# Look at the chest of this doe!



## LamanchaAcres (Jan 11, 2013)

She has always been a big big baby and a show stopper in the ring, but just looked at this picture and it wowed me!


----------



## TrinityRanch (Mar 26, 2013)

Wow is she Boer cross? Looks huge!


----------



## ksalvagno (Oct 6, 2009)

She looks like she is well conditioned. She does have a nice chest size though.


----------



## toth boer goats (Jul 20, 2008)

Nice chest


----------



## nancy d (Oct 5, 2007)

Now that's impressive!


----------



## LamanchaAcres (Jan 11, 2013)

TrinityRanch said:


> Wow is she Boer cross? Looks huge!


Nope she is a Lamancha.... A well loved Lamancha. She is only 2 too.


----------



## happybleats (Sep 12, 2010)

pretty girl..and big


----------



## OakHollowRanch (Jun 6, 2013)

Wow, she looks like a huge boer! If her face and color were not visible, I would have never guessed that she was a dairy doe. Impressive girl.


----------



## sweetgoats (Oct 18, 2007)

TrinityRanch said:


> Wow is she Boer cross? Looks huge!


 i was going to ask the same thing. Is she registered? She is almost non dairy looking she is so big. Love her sweet face.


----------



## Little-Bits-N-Pieces (Apr 7, 2013)

◇ ◇ ◇

== Problem set ==
- 1) In the forum thread about the doe's chest, what breed does the doe's owner say she is?
- 2) Continue the forum thread about the doe's chest from the point where it stops.
The listing that comes after this thread has no connection to it.

== Supplied material ==
◇ ◇ ◇

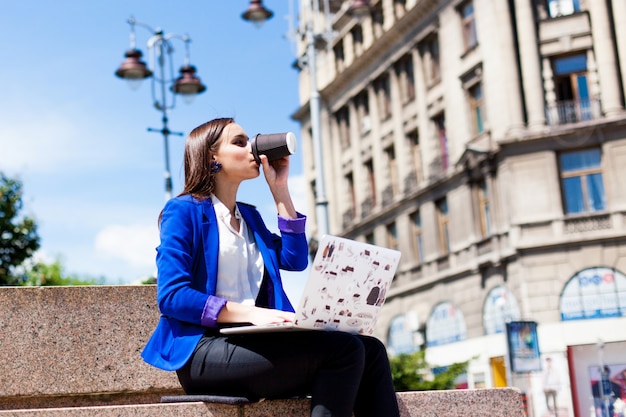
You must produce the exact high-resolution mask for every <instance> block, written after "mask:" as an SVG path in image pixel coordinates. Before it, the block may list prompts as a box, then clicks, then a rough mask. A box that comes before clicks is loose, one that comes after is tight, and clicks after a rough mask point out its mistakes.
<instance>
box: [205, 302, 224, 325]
mask: <svg viewBox="0 0 626 417" xmlns="http://www.w3.org/2000/svg"><path fill="white" fill-rule="evenodd" d="M225 305H226V300H225V299H223V298H220V297H216V296H214V295H209V298H207V300H206V304H204V310H202V317H201V318H200V323H201V324H202V325H203V326H204V327H217V316H219V314H220V311H222V309H223V308H224V306H225Z"/></svg>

◇ ◇ ◇

== Answers to the exercise ==
- 1) She is a Lamancha.

- 2)
My goodness, that is so much power in the front end assembly she lacks just about all dairy character. She a body builder


----------



## NyGoatMom (Jan 26, 2013)

Big girl!


----------



## LamanchaAcres (Jan 11, 2013)

Yes she is registered. Her papers have her as a grade but that is because her grandma wasnt registered and that made her mother 50%. So she is 75%. But there is no other breed in her blood lines. This picture is of her as a yearling. A month later she got 2 grands and a reserve.


----------



## LamanchaAcres (Jan 11, 2013)

This is her dam and sire..... Dam isnt the prettiest but she is one of the founders so she stays. She also isnt set up and is standing weird in the one pic. She is not really posty.


----------



## TDG-Farms (Jul 12, 2013)

Great width. Any side pics?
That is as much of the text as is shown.